_Source material_:
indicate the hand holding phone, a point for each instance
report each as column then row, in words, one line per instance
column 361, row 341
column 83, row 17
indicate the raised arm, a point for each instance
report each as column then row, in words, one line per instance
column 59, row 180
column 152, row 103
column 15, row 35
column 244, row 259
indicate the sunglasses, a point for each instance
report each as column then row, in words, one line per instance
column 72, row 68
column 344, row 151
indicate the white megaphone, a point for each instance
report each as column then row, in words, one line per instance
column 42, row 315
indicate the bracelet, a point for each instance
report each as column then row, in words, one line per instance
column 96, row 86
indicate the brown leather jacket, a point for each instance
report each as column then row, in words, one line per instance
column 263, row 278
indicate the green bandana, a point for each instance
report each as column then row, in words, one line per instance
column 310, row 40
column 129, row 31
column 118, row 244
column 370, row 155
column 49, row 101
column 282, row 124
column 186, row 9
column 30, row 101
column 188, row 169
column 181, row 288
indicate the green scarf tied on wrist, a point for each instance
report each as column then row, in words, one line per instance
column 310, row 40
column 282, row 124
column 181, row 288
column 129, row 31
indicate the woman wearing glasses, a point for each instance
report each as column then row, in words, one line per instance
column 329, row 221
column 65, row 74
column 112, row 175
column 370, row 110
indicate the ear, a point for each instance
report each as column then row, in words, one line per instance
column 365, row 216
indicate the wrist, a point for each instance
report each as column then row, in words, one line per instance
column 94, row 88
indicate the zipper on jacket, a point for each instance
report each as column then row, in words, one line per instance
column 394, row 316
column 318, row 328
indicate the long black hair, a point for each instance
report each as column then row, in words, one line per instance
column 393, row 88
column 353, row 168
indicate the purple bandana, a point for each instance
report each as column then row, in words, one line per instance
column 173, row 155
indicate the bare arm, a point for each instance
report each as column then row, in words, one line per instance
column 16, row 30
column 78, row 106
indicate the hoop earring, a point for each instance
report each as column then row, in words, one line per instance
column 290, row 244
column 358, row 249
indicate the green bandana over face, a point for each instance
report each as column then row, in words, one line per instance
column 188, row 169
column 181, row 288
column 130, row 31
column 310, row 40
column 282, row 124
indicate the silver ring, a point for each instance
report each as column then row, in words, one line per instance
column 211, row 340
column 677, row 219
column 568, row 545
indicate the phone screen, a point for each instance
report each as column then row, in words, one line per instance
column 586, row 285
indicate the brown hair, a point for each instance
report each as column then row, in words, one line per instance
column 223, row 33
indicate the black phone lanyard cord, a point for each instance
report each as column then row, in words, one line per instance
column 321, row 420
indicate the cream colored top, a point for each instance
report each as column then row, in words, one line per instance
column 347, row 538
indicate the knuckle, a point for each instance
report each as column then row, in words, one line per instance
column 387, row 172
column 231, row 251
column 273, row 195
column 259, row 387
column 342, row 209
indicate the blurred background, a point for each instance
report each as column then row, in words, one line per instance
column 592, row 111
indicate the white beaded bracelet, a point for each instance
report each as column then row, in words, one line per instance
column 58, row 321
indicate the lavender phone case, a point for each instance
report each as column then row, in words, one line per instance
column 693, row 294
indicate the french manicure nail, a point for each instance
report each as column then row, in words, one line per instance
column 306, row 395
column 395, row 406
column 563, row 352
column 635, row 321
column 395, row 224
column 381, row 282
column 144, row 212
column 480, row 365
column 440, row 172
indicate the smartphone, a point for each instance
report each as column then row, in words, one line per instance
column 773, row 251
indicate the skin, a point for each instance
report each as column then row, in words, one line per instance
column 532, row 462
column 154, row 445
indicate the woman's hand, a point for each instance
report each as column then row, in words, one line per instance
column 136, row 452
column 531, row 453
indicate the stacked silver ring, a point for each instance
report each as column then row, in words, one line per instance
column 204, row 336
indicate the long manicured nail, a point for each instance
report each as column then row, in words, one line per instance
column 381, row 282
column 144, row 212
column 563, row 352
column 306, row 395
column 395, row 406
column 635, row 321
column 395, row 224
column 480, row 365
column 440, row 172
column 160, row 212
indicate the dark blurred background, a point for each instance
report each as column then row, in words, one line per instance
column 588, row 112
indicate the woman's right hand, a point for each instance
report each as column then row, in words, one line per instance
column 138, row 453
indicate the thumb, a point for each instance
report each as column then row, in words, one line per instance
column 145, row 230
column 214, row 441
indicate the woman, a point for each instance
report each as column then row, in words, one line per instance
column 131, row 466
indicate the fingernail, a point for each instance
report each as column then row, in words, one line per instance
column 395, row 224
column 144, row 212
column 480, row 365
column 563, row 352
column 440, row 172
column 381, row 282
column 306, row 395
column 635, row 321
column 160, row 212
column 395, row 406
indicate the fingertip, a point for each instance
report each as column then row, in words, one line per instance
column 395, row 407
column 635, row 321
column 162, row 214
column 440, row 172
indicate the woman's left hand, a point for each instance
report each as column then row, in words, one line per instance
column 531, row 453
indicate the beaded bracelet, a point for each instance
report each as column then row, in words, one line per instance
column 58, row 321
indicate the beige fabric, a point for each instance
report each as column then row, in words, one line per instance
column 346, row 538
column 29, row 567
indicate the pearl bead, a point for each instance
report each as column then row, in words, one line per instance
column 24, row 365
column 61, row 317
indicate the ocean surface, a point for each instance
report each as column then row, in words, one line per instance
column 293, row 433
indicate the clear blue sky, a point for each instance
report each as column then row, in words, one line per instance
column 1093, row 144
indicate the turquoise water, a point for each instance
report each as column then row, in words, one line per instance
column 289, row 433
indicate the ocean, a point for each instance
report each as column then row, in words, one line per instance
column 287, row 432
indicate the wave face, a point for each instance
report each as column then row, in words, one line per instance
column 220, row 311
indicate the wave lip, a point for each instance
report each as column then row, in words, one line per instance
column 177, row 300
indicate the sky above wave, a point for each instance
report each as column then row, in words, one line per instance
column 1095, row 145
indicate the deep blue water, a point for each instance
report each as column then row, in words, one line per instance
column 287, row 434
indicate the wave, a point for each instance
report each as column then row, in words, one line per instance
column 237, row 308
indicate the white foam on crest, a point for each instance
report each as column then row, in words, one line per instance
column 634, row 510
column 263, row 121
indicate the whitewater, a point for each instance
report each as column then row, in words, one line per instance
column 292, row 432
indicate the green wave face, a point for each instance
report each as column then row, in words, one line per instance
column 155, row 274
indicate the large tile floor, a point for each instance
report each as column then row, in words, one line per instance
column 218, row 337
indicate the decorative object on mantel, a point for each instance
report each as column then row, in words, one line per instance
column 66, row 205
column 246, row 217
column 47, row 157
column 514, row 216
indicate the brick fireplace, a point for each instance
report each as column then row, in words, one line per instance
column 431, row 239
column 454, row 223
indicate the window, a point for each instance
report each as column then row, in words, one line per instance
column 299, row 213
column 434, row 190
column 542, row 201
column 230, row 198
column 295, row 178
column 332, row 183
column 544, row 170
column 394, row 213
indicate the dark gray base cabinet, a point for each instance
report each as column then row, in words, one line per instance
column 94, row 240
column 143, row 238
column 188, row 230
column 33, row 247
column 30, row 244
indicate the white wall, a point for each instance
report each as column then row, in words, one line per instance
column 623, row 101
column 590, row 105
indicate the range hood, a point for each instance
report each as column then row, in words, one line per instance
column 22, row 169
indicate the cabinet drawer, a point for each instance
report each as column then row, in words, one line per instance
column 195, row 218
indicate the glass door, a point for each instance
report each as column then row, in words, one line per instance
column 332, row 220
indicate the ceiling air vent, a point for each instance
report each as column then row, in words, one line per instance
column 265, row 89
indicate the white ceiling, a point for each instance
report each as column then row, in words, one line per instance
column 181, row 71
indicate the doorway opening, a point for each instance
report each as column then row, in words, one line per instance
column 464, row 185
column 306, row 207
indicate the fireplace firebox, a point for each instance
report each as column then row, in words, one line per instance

_Exercise instructions_: The expected result is every line from the material above that includes "bandana".

_Output_:
indicate the green bandana, a point for each instance
indicate the purple bandana, a point for each instance
indicate the green bandana over face, a point for each instance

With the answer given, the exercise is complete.